--- start of Dataset ---

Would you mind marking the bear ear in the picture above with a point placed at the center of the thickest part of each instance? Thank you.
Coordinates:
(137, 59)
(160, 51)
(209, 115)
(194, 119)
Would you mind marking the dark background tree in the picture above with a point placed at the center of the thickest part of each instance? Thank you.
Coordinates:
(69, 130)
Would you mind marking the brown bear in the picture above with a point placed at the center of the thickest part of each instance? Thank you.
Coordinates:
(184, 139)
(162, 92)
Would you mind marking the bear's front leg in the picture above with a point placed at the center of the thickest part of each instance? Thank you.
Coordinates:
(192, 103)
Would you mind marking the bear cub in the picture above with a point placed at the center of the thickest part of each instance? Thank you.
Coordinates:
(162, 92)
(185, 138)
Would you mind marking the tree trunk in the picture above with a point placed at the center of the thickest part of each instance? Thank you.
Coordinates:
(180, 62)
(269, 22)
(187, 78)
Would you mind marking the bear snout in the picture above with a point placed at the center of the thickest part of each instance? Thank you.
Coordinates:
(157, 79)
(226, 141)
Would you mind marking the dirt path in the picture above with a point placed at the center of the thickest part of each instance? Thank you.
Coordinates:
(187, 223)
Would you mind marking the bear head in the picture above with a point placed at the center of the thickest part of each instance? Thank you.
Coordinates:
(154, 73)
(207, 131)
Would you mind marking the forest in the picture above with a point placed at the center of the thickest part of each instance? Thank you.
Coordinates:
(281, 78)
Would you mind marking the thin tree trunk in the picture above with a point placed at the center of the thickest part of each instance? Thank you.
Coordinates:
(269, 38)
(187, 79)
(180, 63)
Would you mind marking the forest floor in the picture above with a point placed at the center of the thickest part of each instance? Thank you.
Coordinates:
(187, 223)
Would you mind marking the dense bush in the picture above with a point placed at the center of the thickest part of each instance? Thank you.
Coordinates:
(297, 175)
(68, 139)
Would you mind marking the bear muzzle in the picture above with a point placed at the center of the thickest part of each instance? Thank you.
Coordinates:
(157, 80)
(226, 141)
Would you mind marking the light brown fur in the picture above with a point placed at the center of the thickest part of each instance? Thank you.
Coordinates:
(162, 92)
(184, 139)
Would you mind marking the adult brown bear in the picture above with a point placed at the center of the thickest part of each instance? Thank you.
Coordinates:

--- end of Dataset ---

Rescale the lines starting at the one containing "Would you mind marking the forest floor" and ending at the last line, writing out each of them in full, requests included. Multiply every coordinate by 1.85 and round it to a whole number, with halves rounded up.

Would you mind marking the forest floor in the picture above with a point placed at the center of the thickest part of each instance? Thank you.
Coordinates:
(346, 413)
Would you mind marking the dense bush in the picture above with a point placed at the center of the thickest part of each instance? Thank you.
Coordinates:
(549, 324)
(126, 257)
Would you mind marking the bear muzzle in the picture above with a point placed at the center of the thickest part of each instance? Thank you.
Coordinates:
(290, 148)
(418, 261)
Would you mind marking the light brown fur in the picture above with a point placed at the center of the thickest part of each instance? Thank you.
Coordinates:
(300, 170)
(340, 257)
Would you mind marking the adult brown bear in the picture above with a point placed at the center of the thickest part of each instance? Thank you.
Coordinates:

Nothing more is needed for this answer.